DIRECTIONS
Which people are named in the text about McConnell and Beshear below?

Senate Majority Leader Mitch McConnell took a swipe Tuesday at former Kentucky Gov. Steve Beshear, the Democrat chosen to deliver the party’s response to President Donald Trump’s speech tonight to Congress.
Beshear, governor from 2007 to 2015, championed the implementation of the Affordable Care Act in Kentucky, and he was tapped in part as a rebuttal to McConnell, a Kentucky Republican who’s one of the law’s biggest foes.
In a floor speech Tuesday, McConnell called the law an “absolute disaster” for Kentucky, saying higher premiums and fewer provider choices had “pushed Kentucky’s insurance market to the brink of collapse.”
McConnell said Kentuckians had rejected the law by electing a governor, a state Legislature and a president who favored its repeal.
“I’m not sure how else to interpret their choice to respond to the president’s address tonight,” McConnell said. “The absolute Obamacare disaster that Gov. Beshear presided over continues to harm Kentucky today — even after he’s left office.”
But Obamacare, as the law is popularly known, also insured about 300,000 Kentuckians who previously lacked coverage. Most of them gained it through an expansion of Medicaid, the state-federal health insurance program for the poor.
According to the census, 6 percent of Kentuckians lacked health insurance in 2015, versus more than 14 percent in 2013.
Though Beshear pushed the Medicaid expansion, his successor, Republican Gov. Matt Bevin, plans to roll it back, saying the state can’t afford its $1.2 billion cost over five years.
A study by the Harvard School of Public Health last year found that under the Medicaid expansion, low-income Kentuckians received more primary and preventive care and made fewer emergency room visits.
At a series of events last week in Kentucky, McConnell faced sharp questions from constituents who feared losing coverage if Republicans make good on their promise to repeal Obamacare.

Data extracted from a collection
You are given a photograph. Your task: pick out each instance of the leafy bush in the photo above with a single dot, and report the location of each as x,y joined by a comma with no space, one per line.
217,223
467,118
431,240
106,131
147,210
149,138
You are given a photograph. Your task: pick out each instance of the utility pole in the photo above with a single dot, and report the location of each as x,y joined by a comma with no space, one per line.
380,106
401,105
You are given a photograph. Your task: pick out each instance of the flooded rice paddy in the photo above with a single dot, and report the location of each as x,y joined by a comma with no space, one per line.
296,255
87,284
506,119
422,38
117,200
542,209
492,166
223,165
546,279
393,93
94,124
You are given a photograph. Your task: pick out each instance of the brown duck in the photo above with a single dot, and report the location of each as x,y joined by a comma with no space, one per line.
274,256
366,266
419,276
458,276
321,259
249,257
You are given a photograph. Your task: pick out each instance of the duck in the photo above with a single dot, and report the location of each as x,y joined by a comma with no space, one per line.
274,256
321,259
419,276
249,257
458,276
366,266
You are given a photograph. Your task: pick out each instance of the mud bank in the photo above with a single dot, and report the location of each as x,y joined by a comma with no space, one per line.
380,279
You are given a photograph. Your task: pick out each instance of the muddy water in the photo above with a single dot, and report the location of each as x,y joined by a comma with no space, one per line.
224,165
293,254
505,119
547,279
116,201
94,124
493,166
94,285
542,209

RESPONSE TO THIS EXERCISE
Mitch McConnell, Steve Beshear, Donald Trump, Matt Bevin